Print the lines of the material below, from its first line through the line containing "Now the orange", both ends included. Leave the pictures out.
╭──
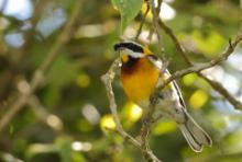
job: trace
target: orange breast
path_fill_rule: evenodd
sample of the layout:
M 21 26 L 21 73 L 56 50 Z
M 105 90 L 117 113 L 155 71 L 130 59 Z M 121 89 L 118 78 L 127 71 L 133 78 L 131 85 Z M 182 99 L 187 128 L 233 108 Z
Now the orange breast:
M 148 101 L 158 76 L 158 69 L 146 58 L 139 59 L 132 67 L 122 67 L 121 81 L 125 94 L 136 104 Z

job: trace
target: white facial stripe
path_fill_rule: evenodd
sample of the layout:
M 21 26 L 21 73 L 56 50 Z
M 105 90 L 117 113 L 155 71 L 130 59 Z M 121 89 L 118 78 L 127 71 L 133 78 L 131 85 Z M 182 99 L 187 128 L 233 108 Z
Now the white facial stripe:
M 130 49 L 124 49 L 125 50 L 125 54 L 132 56 L 133 58 L 141 58 L 141 57 L 144 57 L 144 54 L 142 53 L 134 53 L 133 50 L 130 50 Z

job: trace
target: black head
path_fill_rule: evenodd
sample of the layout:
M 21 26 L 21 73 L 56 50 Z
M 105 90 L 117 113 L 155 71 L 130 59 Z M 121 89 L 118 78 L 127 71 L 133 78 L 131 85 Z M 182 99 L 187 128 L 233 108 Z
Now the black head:
M 143 48 L 140 44 L 134 42 L 118 43 L 113 46 L 114 50 L 130 49 L 133 53 L 143 53 Z

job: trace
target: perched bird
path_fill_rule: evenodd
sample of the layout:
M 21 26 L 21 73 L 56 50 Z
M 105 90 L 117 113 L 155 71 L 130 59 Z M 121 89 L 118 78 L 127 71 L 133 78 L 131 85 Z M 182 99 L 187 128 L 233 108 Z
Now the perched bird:
M 145 112 L 154 89 L 170 74 L 168 70 L 163 70 L 163 61 L 145 46 L 127 40 L 116 44 L 113 48 L 121 58 L 121 82 L 124 92 Z M 200 152 L 204 146 L 212 144 L 209 135 L 188 114 L 175 81 L 168 83 L 158 94 L 154 114 L 174 119 L 195 152 Z

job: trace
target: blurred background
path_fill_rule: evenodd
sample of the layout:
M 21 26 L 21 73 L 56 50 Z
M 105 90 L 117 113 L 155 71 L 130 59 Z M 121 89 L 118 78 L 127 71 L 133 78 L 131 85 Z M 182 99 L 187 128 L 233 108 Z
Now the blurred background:
M 0 0 L 0 118 L 11 103 L 29 88 L 34 71 L 62 42 L 75 0 Z M 120 37 L 120 14 L 110 0 L 82 0 L 67 40 L 44 73 L 44 80 L 26 104 L 0 131 L 3 162 L 143 162 L 139 149 L 111 131 L 105 86 L 100 81 L 117 58 L 112 45 Z M 135 37 L 145 5 L 122 37 Z M 197 62 L 223 51 L 240 28 L 239 0 L 164 0 L 161 19 L 170 26 Z M 151 35 L 147 15 L 139 40 L 158 51 L 157 36 Z M 169 70 L 186 68 L 174 44 L 163 33 Z M 242 101 L 241 46 L 219 66 L 206 70 Z M 213 146 L 193 152 L 176 124 L 162 118 L 150 140 L 155 154 L 167 162 L 242 161 L 242 114 L 197 74 L 177 80 L 188 111 L 211 135 Z M 119 79 L 113 82 L 119 115 L 124 129 L 139 134 L 142 111 L 123 94 Z M 106 129 L 109 128 L 109 130 Z

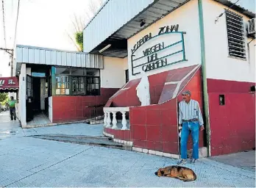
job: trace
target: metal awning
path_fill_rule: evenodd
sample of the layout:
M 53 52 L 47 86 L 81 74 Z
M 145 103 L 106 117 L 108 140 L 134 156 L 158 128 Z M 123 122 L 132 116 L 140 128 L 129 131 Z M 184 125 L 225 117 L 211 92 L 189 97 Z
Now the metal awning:
M 18 77 L 0 77 L 0 93 L 18 92 Z
M 124 58 L 127 56 L 127 39 L 189 1 L 107 0 L 84 30 L 84 41 L 87 41 L 84 48 L 92 54 Z M 232 9 L 250 18 L 255 17 L 255 13 L 230 0 L 214 1 L 229 7 L 232 6 Z M 142 26 L 141 21 L 145 21 Z M 110 47 L 99 53 L 109 45 Z
M 22 63 L 102 69 L 103 57 L 85 52 L 17 45 L 16 75 L 18 75 Z
M 104 7 L 102 7 L 102 9 L 105 9 L 105 10 L 109 9 L 110 10 L 111 7 L 108 7 L 107 4 L 109 3 L 109 1 L 115 1 L 115 0 L 109 0 L 107 3 L 104 4 Z M 114 32 L 110 37 L 107 37 L 107 36 L 106 36 L 107 37 L 105 37 L 105 40 L 104 41 L 102 41 L 99 45 L 94 44 L 96 47 L 93 47 L 93 46 L 92 46 L 90 47 L 85 46 L 85 48 L 88 48 L 88 50 L 90 51 L 90 53 L 92 54 L 102 54 L 104 56 L 121 57 L 121 58 L 126 57 L 127 56 L 127 39 L 136 35 L 137 33 L 140 32 L 145 28 L 148 27 L 151 24 L 154 24 L 157 21 L 160 20 L 160 18 L 162 18 L 167 14 L 170 13 L 171 12 L 174 11 L 174 10 L 176 10 L 177 8 L 179 7 L 180 6 L 182 6 L 182 4 L 185 4 L 186 2 L 189 1 L 190 0 L 149 1 L 147 4 L 143 4 L 144 7 L 143 9 L 142 9 L 141 11 L 138 12 L 134 17 L 130 18 L 128 22 L 122 23 L 121 26 L 120 26 L 120 27 L 118 29 L 116 29 L 115 32 Z M 142 3 L 142 1 L 136 1 L 136 2 L 135 3 L 139 3 L 139 2 Z M 118 3 L 118 2 L 123 2 L 123 1 L 118 1 L 116 3 Z M 127 16 L 127 15 L 130 15 L 129 12 L 127 12 L 127 11 L 129 11 L 129 10 L 132 10 L 135 5 L 132 3 L 129 4 L 128 5 L 126 5 L 127 6 L 125 7 L 126 12 L 124 12 L 124 14 L 120 13 L 119 15 L 118 15 L 116 12 L 111 12 L 111 14 L 116 14 L 115 18 L 121 17 L 120 19 L 127 18 L 124 18 L 123 17 Z M 142 6 L 141 4 L 139 4 L 139 5 Z M 113 4 L 112 6 L 117 6 L 117 5 Z M 120 4 L 120 6 L 124 6 L 124 4 Z M 128 7 L 128 6 L 130 6 L 130 7 Z M 120 7 L 120 9 L 121 9 L 121 7 Z M 99 18 L 99 17 L 102 17 L 102 18 Z M 107 13 L 104 15 L 104 17 L 99 14 L 96 15 L 96 17 L 93 18 L 93 20 L 88 24 L 88 25 L 85 29 L 84 41 L 88 41 L 87 43 L 90 43 L 90 42 L 92 43 L 96 43 L 95 40 L 94 41 L 93 41 L 93 39 L 90 39 L 90 37 L 99 37 L 102 38 L 103 34 L 101 32 L 101 29 L 97 28 L 97 26 L 99 26 L 99 24 L 97 22 L 102 22 L 102 19 L 104 20 L 103 22 L 107 23 L 104 24 L 107 24 L 107 22 L 113 21 L 109 21 L 110 18 Z M 145 24 L 143 26 L 141 26 L 141 23 L 142 21 L 145 21 Z M 110 26 L 110 27 L 112 26 L 110 24 L 111 23 L 110 23 L 109 26 L 106 25 L 106 26 Z M 114 25 L 113 26 L 116 27 L 115 25 Z M 92 29 L 93 33 L 91 33 L 91 35 L 93 35 L 93 36 L 91 36 L 90 35 L 90 32 L 88 31 L 90 29 Z M 104 31 L 104 29 L 103 29 L 103 31 Z M 111 45 L 110 48 L 108 48 L 103 52 L 99 53 L 99 51 L 101 49 L 104 48 L 109 44 Z

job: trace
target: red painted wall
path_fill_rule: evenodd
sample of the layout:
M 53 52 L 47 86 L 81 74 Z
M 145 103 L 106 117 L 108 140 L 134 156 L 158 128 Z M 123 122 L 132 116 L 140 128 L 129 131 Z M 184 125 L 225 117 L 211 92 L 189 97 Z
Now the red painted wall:
M 150 100 L 152 104 L 158 103 L 161 95 L 163 85 L 166 82 L 168 71 L 152 75 L 149 76 Z M 127 90 L 120 90 L 112 99 L 109 100 L 106 106 L 124 107 L 141 106 L 141 102 L 137 97 L 136 87 L 141 79 L 132 80 L 124 88 Z
M 99 96 L 67 96 L 52 97 L 53 123 L 83 120 L 96 115 L 103 115 L 103 106 L 107 100 L 118 89 L 101 88 Z M 90 107 L 102 105 L 101 107 Z
M 255 83 L 207 79 L 212 156 L 255 147 Z M 225 105 L 219 105 L 219 95 Z
M 157 75 L 154 76 L 157 76 Z M 165 76 L 166 75 L 165 74 Z M 160 80 L 163 81 L 164 79 L 161 78 L 158 79 L 159 82 Z M 188 79 L 185 82 L 186 83 L 182 84 L 185 88 L 181 88 L 180 90 L 190 90 L 192 93 L 192 98 L 199 101 L 203 112 L 200 70 L 196 71 L 192 79 L 191 77 L 191 80 Z M 150 81 L 149 83 L 151 84 Z M 133 87 L 130 87 L 127 92 L 132 89 L 135 90 Z M 163 94 L 161 91 L 159 93 L 160 95 Z M 163 94 L 166 95 L 166 93 Z M 129 101 L 133 101 L 132 97 L 137 98 L 137 95 L 129 95 L 127 98 L 128 102 Z M 166 95 L 166 97 L 168 96 Z M 166 99 L 163 97 L 163 101 Z M 131 107 L 129 110 L 130 130 L 113 130 L 104 128 L 104 131 L 113 134 L 116 139 L 132 141 L 134 147 L 178 154 L 177 101 L 180 101 L 180 100 L 182 100 L 181 95 L 176 98 L 160 104 Z M 201 131 L 199 134 L 199 147 L 203 147 L 204 145 L 204 132 Z M 188 149 L 191 148 L 192 139 L 190 137 Z

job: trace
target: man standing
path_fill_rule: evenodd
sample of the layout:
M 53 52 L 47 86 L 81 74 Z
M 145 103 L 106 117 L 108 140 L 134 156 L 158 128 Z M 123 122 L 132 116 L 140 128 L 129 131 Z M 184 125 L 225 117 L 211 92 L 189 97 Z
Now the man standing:
M 9 107 L 10 107 L 10 115 L 11 118 L 11 120 L 16 120 L 16 110 L 15 110 L 15 104 L 16 101 L 13 99 L 13 97 L 11 96 L 11 100 L 8 101 L 7 103 Z
M 200 131 L 205 129 L 200 106 L 198 101 L 191 99 L 191 93 L 185 91 L 182 93 L 183 101 L 179 104 L 179 126 L 182 126 L 181 131 L 181 159 L 178 164 L 186 163 L 187 161 L 187 142 L 190 131 L 192 134 L 193 153 L 191 164 L 195 164 L 199 158 L 199 126 Z

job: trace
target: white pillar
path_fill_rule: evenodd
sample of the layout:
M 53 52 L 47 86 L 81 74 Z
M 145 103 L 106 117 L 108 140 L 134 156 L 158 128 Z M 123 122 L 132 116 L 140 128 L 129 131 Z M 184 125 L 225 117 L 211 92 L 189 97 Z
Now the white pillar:
M 123 125 L 123 127 L 122 127 L 122 130 L 126 130 L 127 129 L 127 119 L 125 118 L 125 112 L 121 112 L 122 113 L 122 125 Z
M 111 112 L 113 114 L 113 120 L 112 120 L 112 123 L 113 123 L 113 127 L 112 129 L 118 129 L 118 126 L 116 126 L 117 124 L 117 120 L 116 120 L 116 112 Z
M 107 112 L 104 112 L 104 126 L 107 126 Z
M 26 126 L 26 64 L 22 63 L 21 68 L 21 73 L 19 75 L 19 113 L 21 117 L 21 126 Z
M 107 127 L 111 127 L 110 112 L 107 112 Z

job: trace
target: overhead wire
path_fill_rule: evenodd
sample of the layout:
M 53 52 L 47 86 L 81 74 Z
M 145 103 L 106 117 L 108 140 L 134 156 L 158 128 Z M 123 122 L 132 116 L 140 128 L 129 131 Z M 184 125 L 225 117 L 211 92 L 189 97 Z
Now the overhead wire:
M 4 0 L 1 0 L 1 9 L 2 9 L 2 12 L 3 12 L 3 26 L 4 26 L 4 47 L 6 48 L 6 32 L 5 32 L 5 21 L 4 21 Z
M 216 24 L 216 22 L 218 21 L 219 18 L 221 18 L 224 13 L 226 12 L 226 11 L 229 10 L 230 9 L 231 9 L 235 4 L 236 4 L 240 0 L 236 1 L 235 3 L 233 3 L 233 4 L 232 6 L 230 6 L 227 10 L 225 10 L 224 12 L 223 12 L 221 14 L 220 14 L 218 16 L 217 16 L 216 19 L 215 20 L 215 24 Z

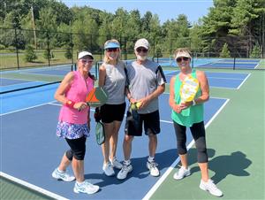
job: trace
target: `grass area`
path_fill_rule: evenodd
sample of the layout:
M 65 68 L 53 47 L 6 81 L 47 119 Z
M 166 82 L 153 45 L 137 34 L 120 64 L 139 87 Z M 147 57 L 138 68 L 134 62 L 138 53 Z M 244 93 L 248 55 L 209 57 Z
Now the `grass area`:
M 51 50 L 53 58 L 49 60 L 50 65 L 62 65 L 62 64 L 71 64 L 72 59 L 67 59 L 64 57 L 65 50 Z M 2 55 L 1 55 L 2 53 Z M 47 66 L 49 65 L 49 60 L 44 58 L 44 50 L 35 50 L 37 55 L 37 59 L 34 62 L 26 62 L 25 61 L 25 50 L 19 50 L 19 57 L 13 50 L 8 50 L 5 51 L 0 51 L 0 70 L 6 69 L 17 69 L 18 65 L 19 68 L 25 67 L 34 67 L 34 66 Z M 73 50 L 73 63 L 76 62 L 76 58 L 78 55 L 78 50 Z M 94 54 L 95 61 L 100 61 L 103 59 L 104 55 Z M 124 59 L 125 56 L 121 55 L 121 58 Z M 127 54 L 127 59 L 134 59 L 134 54 Z M 18 64 L 19 63 L 19 64 Z

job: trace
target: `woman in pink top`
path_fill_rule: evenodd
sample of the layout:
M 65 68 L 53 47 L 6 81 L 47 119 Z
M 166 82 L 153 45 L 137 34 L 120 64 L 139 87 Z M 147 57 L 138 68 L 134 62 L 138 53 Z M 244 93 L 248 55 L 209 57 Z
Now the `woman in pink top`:
M 85 99 L 94 88 L 94 76 L 89 73 L 94 58 L 90 52 L 82 51 L 78 57 L 78 70 L 68 73 L 55 93 L 55 98 L 63 104 L 59 114 L 57 135 L 66 140 L 70 150 L 62 158 L 61 163 L 52 173 L 52 177 L 64 181 L 76 179 L 73 191 L 94 194 L 99 187 L 85 181 L 84 158 L 86 140 L 90 130 L 90 108 Z M 72 163 L 74 176 L 66 173 Z

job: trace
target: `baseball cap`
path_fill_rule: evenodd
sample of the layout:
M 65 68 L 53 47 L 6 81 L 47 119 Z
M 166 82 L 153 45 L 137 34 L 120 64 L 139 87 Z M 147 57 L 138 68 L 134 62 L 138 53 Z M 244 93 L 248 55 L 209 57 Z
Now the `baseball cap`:
M 113 48 L 120 48 L 119 43 L 115 42 L 105 42 L 104 50 L 113 49 Z
M 181 51 L 178 51 L 176 56 L 175 56 L 175 59 L 178 58 L 182 58 L 182 57 L 186 57 L 186 58 L 192 58 L 191 55 L 189 54 L 189 52 L 187 51 L 184 51 L 184 50 L 181 50 Z
M 135 45 L 134 45 L 134 50 L 136 50 L 139 47 L 144 47 L 147 50 L 149 50 L 150 44 L 148 41 L 145 38 L 139 39 L 136 41 Z
M 78 59 L 80 59 L 80 58 L 82 58 L 85 56 L 90 56 L 90 57 L 92 57 L 92 59 L 94 59 L 94 57 L 92 56 L 92 53 L 90 53 L 88 51 L 81 51 L 81 52 L 80 52 Z

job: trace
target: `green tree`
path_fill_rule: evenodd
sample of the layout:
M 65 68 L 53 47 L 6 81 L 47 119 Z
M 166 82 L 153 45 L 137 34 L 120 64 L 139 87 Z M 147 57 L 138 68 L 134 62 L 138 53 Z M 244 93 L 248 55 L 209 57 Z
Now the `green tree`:
M 34 60 L 37 59 L 38 57 L 34 52 L 34 50 L 32 46 L 28 46 L 25 51 L 24 60 L 26 62 L 33 62 Z
M 251 58 L 261 58 L 261 48 L 259 45 L 254 45 L 251 53 L 250 53 Z
M 51 59 L 52 58 L 52 53 L 50 50 L 45 50 L 43 52 L 43 58 L 45 59 Z
M 228 44 L 224 43 L 220 53 L 220 58 L 230 58 L 230 51 L 228 50 Z
M 71 47 L 67 47 L 66 51 L 64 53 L 64 57 L 67 59 L 72 59 L 72 54 Z

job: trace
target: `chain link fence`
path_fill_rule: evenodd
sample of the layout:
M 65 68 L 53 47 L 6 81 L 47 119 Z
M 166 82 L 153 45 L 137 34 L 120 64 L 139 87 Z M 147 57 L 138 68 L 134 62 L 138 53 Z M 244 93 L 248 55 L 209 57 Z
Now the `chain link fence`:
M 135 58 L 133 46 L 138 38 L 120 35 L 94 35 L 78 33 L 48 32 L 0 27 L 0 69 L 73 65 L 80 50 L 91 51 L 96 61 L 103 58 L 103 43 L 116 38 L 121 44 L 121 58 Z M 172 58 L 180 47 L 191 49 L 193 56 L 220 58 L 223 45 L 231 58 L 264 58 L 264 41 L 258 45 L 252 36 L 219 38 L 147 38 L 150 42 L 149 56 L 154 60 Z M 263 39 L 264 40 L 264 39 Z M 261 42 L 260 42 L 261 43 Z

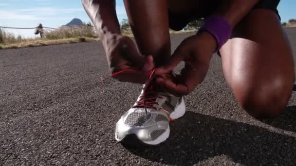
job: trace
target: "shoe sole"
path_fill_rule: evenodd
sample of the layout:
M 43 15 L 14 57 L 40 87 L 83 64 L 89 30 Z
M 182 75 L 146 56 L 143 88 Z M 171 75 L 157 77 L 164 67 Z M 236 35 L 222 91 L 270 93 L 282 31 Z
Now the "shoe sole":
M 170 115 L 170 122 L 174 120 L 177 119 L 183 116 L 185 112 L 185 102 L 184 99 L 182 98 L 181 103 L 176 108 L 174 112 Z M 169 125 L 167 127 L 167 129 L 164 133 L 160 135 L 156 139 L 150 141 L 143 141 L 140 140 L 135 134 L 127 134 L 125 137 L 121 140 L 117 139 L 117 135 L 115 132 L 115 139 L 116 141 L 120 142 L 124 146 L 138 146 L 139 145 L 148 145 L 148 146 L 155 146 L 160 144 L 160 143 L 166 141 L 169 136 Z

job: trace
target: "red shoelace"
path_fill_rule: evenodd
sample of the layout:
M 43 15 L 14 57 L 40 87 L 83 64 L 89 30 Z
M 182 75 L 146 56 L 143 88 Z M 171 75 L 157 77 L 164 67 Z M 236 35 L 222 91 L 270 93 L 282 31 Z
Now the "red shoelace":
M 112 74 L 112 76 L 116 74 L 119 74 L 125 70 L 120 71 L 115 73 Z M 147 81 L 145 86 L 144 87 L 144 92 L 143 95 L 140 97 L 140 100 L 136 102 L 136 105 L 133 106 L 133 108 L 145 108 L 145 111 L 147 112 L 147 108 L 153 108 L 156 109 L 154 107 L 154 104 L 158 104 L 158 103 L 155 101 L 157 98 L 162 98 L 162 96 L 159 95 L 153 89 L 153 86 L 152 82 L 154 78 L 155 69 L 152 69 L 149 71 L 149 79 Z
M 153 85 L 151 83 L 154 78 L 155 70 L 153 69 L 149 71 L 149 79 L 144 87 L 143 94 L 140 97 L 140 100 L 136 102 L 136 105 L 134 107 L 144 107 L 147 112 L 147 108 L 156 109 L 154 107 L 154 104 L 158 104 L 156 101 L 157 98 L 162 98 L 162 96 L 158 95 L 155 91 Z

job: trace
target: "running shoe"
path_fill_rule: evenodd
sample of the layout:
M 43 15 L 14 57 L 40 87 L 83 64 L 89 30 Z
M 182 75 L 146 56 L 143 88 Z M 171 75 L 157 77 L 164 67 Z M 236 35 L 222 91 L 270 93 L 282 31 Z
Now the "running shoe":
M 115 139 L 125 145 L 158 145 L 169 135 L 169 122 L 182 116 L 185 109 L 182 97 L 162 92 L 151 79 L 133 106 L 117 122 Z

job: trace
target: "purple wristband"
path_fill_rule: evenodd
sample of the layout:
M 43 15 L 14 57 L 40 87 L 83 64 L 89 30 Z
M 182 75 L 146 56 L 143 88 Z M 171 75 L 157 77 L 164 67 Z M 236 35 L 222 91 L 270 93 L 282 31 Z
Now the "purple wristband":
M 211 15 L 205 18 L 199 32 L 206 31 L 211 33 L 217 42 L 218 51 L 229 39 L 232 30 L 227 20 L 218 15 Z

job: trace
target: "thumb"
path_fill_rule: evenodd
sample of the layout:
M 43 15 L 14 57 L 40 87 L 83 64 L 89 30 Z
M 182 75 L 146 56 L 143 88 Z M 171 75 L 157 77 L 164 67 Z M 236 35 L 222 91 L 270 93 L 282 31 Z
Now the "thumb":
╰──
> _Answer to the task_:
job: trace
target: orange breast
path_fill_rule: evenodd
sample of the layout:
M 21 26 L 21 73 L 56 50 Z
M 105 90 L 117 113 L 155 71 L 130 59 Z M 121 89 L 118 78 L 127 71 L 133 78 L 131 85 Z M 182 99 L 187 128 L 233 108 Z
Now the orange breast:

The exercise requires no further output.